• _WHAT YOU SHOULD DO_: Below are records; reproduce exactly the lines from the one that has "Query: computer monitor" through the one that has "[[119, 97]]", ends included, and nothing more.
--- EXTRACTED DATA Enclosed Below ---
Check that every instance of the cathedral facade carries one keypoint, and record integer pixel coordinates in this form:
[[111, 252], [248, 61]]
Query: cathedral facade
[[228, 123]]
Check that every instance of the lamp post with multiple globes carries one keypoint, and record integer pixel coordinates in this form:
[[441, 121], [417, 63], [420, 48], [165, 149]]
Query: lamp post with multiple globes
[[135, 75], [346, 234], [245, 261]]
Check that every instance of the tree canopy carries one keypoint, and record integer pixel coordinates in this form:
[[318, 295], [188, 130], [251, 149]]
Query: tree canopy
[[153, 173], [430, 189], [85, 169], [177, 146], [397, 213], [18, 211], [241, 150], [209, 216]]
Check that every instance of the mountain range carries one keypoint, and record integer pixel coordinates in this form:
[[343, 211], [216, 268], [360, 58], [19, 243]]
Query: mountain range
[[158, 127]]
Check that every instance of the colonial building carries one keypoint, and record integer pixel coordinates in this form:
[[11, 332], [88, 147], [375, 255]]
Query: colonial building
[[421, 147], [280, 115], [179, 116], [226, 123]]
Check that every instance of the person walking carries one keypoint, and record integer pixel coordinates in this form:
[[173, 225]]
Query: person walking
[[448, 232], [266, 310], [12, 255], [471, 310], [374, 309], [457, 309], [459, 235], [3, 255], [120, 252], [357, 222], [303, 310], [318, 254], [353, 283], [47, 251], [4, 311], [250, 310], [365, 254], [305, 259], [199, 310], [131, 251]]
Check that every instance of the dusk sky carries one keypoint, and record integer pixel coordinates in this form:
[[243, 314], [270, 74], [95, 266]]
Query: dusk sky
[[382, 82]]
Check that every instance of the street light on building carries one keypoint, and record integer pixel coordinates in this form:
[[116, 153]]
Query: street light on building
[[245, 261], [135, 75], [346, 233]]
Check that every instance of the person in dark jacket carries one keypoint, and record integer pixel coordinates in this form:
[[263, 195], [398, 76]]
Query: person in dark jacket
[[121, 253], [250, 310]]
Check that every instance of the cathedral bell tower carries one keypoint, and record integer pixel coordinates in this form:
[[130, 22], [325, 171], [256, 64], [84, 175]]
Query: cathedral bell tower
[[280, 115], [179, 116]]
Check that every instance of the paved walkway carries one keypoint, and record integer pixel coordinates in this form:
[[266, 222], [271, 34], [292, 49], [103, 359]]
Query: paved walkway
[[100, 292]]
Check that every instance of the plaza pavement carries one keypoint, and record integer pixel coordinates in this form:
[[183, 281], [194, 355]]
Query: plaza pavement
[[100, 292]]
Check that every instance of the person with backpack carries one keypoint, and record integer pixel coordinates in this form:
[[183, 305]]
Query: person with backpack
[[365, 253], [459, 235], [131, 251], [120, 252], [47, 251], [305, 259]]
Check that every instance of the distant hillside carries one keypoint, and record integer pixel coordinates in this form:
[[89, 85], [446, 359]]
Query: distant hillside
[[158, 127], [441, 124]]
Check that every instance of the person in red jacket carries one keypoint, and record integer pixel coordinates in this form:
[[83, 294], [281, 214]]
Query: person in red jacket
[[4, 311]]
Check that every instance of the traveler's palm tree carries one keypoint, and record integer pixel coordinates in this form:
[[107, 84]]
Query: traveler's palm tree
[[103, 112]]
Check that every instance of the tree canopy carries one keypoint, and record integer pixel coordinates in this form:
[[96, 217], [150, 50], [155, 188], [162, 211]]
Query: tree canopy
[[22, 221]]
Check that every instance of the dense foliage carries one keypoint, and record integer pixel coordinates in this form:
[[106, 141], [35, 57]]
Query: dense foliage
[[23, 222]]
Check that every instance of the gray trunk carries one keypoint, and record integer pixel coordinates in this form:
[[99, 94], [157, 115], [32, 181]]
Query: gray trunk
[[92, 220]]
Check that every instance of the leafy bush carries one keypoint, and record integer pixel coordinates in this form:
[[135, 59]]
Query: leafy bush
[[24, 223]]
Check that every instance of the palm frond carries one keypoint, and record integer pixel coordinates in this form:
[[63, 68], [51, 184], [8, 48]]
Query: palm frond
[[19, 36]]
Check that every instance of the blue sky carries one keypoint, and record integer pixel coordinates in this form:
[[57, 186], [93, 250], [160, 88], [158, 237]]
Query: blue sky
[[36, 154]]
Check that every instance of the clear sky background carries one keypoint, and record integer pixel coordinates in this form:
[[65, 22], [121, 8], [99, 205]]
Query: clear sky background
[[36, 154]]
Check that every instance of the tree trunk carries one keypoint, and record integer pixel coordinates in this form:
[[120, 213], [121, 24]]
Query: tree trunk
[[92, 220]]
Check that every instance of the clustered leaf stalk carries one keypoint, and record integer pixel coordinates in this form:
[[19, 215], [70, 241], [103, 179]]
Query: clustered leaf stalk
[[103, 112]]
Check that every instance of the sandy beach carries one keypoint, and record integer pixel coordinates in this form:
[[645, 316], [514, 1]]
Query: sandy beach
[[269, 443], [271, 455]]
--- End of Enclosed EXTRACTED DATA ---
--- EXTRACTED DATA Enclosed Below ---
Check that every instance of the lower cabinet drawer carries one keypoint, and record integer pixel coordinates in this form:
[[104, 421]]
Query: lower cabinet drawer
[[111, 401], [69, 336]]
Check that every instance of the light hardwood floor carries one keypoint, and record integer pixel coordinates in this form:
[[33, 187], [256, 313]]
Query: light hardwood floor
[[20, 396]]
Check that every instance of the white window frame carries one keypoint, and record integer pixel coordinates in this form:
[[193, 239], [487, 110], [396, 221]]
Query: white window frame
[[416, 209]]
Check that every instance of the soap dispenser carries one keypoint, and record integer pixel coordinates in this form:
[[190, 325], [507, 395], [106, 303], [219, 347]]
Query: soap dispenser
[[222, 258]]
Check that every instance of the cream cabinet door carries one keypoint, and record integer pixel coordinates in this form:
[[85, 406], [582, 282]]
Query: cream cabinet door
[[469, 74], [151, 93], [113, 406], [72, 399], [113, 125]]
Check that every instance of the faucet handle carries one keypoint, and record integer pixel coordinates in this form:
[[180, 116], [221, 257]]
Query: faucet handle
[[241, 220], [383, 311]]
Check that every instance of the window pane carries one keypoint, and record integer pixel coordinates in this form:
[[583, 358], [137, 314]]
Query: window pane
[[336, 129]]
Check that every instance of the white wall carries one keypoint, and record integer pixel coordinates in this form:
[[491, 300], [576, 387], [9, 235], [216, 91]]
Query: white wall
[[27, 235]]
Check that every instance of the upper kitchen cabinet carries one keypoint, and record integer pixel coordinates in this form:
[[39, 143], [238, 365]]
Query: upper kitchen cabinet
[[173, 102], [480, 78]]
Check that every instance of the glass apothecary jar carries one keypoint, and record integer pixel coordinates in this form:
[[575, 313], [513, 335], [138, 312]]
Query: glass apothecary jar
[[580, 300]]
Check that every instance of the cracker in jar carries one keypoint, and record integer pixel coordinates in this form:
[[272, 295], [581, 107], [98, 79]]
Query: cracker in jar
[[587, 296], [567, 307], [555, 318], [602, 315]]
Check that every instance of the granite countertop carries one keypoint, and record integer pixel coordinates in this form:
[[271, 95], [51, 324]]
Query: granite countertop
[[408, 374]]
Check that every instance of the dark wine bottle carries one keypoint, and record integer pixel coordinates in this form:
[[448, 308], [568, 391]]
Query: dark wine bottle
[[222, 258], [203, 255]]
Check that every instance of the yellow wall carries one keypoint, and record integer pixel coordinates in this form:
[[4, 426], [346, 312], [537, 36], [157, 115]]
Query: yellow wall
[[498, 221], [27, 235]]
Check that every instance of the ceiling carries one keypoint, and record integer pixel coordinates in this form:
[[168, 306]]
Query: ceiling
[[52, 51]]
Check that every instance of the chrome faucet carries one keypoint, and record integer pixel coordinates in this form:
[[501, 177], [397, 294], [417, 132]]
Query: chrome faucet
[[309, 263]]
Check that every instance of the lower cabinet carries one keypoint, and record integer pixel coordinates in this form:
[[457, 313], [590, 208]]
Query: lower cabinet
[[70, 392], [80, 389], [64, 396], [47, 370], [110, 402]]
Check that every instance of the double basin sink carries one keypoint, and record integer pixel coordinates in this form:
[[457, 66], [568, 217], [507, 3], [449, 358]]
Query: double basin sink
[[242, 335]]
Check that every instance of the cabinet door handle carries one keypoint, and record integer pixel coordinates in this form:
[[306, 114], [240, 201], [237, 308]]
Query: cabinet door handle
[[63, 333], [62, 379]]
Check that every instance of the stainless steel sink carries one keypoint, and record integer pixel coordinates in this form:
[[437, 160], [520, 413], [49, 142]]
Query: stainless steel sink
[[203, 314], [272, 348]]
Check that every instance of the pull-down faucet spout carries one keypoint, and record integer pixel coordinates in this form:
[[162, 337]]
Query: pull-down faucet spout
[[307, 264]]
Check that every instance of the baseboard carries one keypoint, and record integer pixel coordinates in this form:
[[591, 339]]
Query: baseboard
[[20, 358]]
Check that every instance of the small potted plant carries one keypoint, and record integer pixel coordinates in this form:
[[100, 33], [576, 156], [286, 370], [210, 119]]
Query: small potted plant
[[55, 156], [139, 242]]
--- End of Enclosed EXTRACTED DATA ---
--- EXTRACTED DATA Enclosed Below ---
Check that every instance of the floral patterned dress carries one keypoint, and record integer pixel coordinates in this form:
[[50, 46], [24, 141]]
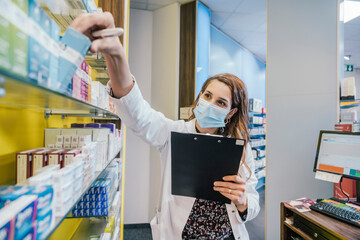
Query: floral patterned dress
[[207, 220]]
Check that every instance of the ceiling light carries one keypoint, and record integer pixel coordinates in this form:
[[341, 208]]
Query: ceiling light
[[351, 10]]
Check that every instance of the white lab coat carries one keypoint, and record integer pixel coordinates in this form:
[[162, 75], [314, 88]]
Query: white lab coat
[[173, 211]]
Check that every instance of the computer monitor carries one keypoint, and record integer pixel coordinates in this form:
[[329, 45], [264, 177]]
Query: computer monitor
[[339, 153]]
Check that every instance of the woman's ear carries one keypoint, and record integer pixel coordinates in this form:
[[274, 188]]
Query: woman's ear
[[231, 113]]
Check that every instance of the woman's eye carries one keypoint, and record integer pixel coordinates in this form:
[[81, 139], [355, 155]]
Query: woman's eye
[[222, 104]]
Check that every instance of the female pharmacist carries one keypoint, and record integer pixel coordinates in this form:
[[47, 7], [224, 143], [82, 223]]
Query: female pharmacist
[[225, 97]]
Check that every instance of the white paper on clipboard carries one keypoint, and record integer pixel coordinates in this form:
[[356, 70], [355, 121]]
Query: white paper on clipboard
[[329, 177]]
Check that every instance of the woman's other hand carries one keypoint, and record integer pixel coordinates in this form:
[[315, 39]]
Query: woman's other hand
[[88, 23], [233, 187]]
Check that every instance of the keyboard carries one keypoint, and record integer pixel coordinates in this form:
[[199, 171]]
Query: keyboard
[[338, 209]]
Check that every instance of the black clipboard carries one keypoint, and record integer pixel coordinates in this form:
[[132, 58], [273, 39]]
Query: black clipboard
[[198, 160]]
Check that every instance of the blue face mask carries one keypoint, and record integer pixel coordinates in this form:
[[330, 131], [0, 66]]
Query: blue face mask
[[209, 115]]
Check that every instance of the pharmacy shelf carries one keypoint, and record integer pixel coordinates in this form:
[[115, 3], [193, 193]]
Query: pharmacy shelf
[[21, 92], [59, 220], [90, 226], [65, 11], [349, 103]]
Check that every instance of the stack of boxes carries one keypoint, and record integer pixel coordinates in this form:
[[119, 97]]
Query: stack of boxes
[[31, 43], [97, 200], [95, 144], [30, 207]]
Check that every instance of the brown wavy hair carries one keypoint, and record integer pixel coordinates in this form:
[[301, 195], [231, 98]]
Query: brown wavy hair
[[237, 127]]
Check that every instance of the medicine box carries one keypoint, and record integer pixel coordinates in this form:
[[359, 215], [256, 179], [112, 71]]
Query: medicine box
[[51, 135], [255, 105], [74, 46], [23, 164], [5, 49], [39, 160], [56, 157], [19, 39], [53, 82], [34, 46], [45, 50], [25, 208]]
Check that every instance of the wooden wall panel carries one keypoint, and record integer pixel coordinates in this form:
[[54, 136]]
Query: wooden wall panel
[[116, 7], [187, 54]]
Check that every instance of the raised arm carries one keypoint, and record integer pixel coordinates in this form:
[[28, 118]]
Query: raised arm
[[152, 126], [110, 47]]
--- End of Enclosed EXTRACTED DATA ---
• _YOUR SOLUTION_:
Query: computer monitor
[[339, 153]]
Check that every instance of the woman's ear carries one keypoint, and record integer pixel coordinates in this form:
[[274, 188]]
Query: woman's ear
[[231, 113]]
Check that every instance of the woman's eye carries one keypoint, and record integer pixel coordinates in this form:
[[81, 139], [355, 155]]
Query: woman's eye
[[222, 104]]
Check that every instance of the female pharmacist carries one keypoint, and record integer pixel coordinates in this form:
[[47, 7], [224, 143], [82, 223]]
Query: female pharmacist
[[225, 97]]
Check that every instance of the white paper on clipboard carries one keypoint, and record integer pixel coordinates in this form:
[[356, 70], [355, 121]]
Query: white paper on clipboard
[[329, 177]]
Check that every instance of the woman's other hand carries one keypoint, and record integer pixel coordinates in this form:
[[315, 39]]
Query: woman's other hand
[[88, 23], [233, 187]]
Check that every instance of the keyboard carries one keypoint, and record integer pixel coordinates in this form:
[[199, 171]]
Query: keyboard
[[338, 209]]
Check that every instance of the black clipboard carries one keypoint, and record integer pixel coordinates in this form:
[[132, 58], [273, 39]]
Query: black clipboard
[[198, 160]]
Check that every instance of the blue face mask carries one keypoint, and record integer pixel coordinates in this form:
[[330, 131], [0, 66]]
Query: blue face mask
[[209, 115]]
Check that every instance of the pharmacy shelf carries one keypoint, and record integer pixel coordinates in this form:
[[115, 3], [193, 193]]
Query: pharmacy shelf
[[21, 92], [59, 220], [90, 226], [65, 11], [349, 103]]
Check that every instance of the stack of boxes carries one keypoint, and record integer pixel coordinates in this form:
[[119, 97]]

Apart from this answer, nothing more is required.